Passage for review START

This month’s Report on Jobs published by the Recruitment and Employment Confederation (REC) and KPMG has recorded stronger growth of staff placements for the month of February. Overall, permanent staff placements rose at a rate that was the fastest since last October. Temp billings meanwhile increased at the sharpest pace in five months. At the same time, vacancies available for people seeking employment continued to rise in the month. Overall demand for staff rose at the strongest rate in four months, with both permanent and temporary workers seeing faster increases.
The demand for candidates is clearly driving up pay as 29.2 per cent of recruiters report that starting salaries are higher than last month. Pay growth is especially strong in the Midlands, where 38.1 per cent of recruiters report higher starting salaries.
Recruiters report marketeers and media professionals in strong demand as economic confidence continues to improve and the construction sector is also improving with demand highest for quantity surveyors (perm) and architects (temp).
Private sector demand for staff remained substantially stronger than that from the public sector and the sharpest increase overall was signalled for private sector permanent employees. Engineering was the most sought-after category for permanent staff in the latest survey period, ahead of Nursing/Medical/Care. The weakest area was for Hotel & Catering workers.
“Recruiters are reporting talent shortages across the economy as businesses expand in response to increasing demand,” commented Kevin Green, REC chief executive. “This is a major challenge for employers, however those seeking work are feeling the benefit. A third of recruiters say that starting salaries for permanent jobs are increasing as competition for skilled staff drives up pay.

Passage for review END
Data section START

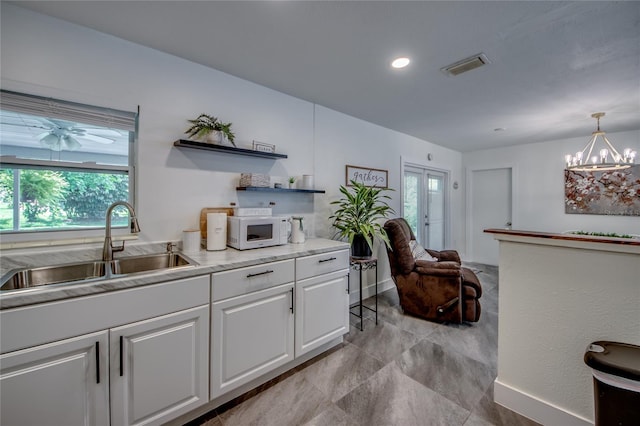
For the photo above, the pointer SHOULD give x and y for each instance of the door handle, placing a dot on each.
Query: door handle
(98, 362)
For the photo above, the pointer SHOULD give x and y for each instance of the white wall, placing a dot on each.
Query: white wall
(557, 297)
(50, 57)
(539, 184)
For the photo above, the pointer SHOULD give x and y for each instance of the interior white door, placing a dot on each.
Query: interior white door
(490, 208)
(435, 210)
(424, 207)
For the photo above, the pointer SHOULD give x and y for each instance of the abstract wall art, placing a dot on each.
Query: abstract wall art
(613, 192)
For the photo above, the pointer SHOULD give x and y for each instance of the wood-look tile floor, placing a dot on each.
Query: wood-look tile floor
(403, 371)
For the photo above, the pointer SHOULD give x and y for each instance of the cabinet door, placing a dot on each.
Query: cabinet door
(159, 367)
(60, 383)
(322, 313)
(251, 335)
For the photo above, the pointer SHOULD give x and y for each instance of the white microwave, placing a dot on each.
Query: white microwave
(249, 232)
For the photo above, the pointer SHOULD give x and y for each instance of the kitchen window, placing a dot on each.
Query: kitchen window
(62, 164)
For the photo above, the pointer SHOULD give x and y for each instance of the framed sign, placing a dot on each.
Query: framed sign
(263, 147)
(367, 176)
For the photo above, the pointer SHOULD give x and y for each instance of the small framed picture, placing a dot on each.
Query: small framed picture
(263, 147)
(366, 176)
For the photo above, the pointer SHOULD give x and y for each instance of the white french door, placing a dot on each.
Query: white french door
(425, 205)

Data section END

Set of tasks:
a – Decide whether each statement below agrees with the Report on Jobs article. For each, answer yes or no and quote the words of the article that decide it.
(i) Permanent staff placements rose at their fastest rate since last October.
(ii) Demand for staff from the public sector was stronger than demand from the private sector.
(iii) Nursing/Medical/Care was the most sought-after category for permanent staff.
b – According to the Report on Jobs article, why are starting salaries going up? Answer in one to three sentences.
c – Write the next part of the Report on Jobs article, continuing after its last sentence.

Answers to the exercises:
a –
(i) Yes: "permanent staff placements rose at a rate that was the fastest since last October."
(ii) No: "Private sector demand for staff remained substantially stronger than that from the public sector."
(iii) No: "Engineering was the most sought-after category for permanent staff in the latest survey period, ahead of Nursing/Medical/Care."

b – Starting salaries are rising because demand for candidates is driving up pay, with 29.2 per cent of recruiters reporting higher starting salaries than the month before. Kevin Green adds that businesses are expanding in response to increasing demand, which creates talent shortages. Competition for skilled staff then drives up pay.

c –
He added: “This month’s report again highlights skill shortages in engineering and construction, which threaten to delay major infrastructure projects such as HS2 and new housebuilding initiatives.
“Candidates for marketing and customer service roles are now also becoming hard to fill. Demand for these roles is a sign that businesses are responding to increasing consumer and business confidence.”
Bernard Brown, Partner and Head of Business Services at KPMG, noted: “Recovery in the job market is gaining real traction, and this should help shore up consumer confidence in the run up to the election.
“However, while the job market might be booming, demand for staff is by no means universal across the sectors,” he said. “The recovery is being heavily driven by hiring activity by UK plc, while the public sector remains in a semi-stasis ahead of further anticipated cuts later in the year.
“The availability of skilled candidates remains a significant concern and businesses are already fiercely competing to secure top talent,” he said. “This dynamic is driving significant salary growth in pockets of the market, such as the IT and engineering sectors, where the demand/supply mismatch is particularly prevalent.”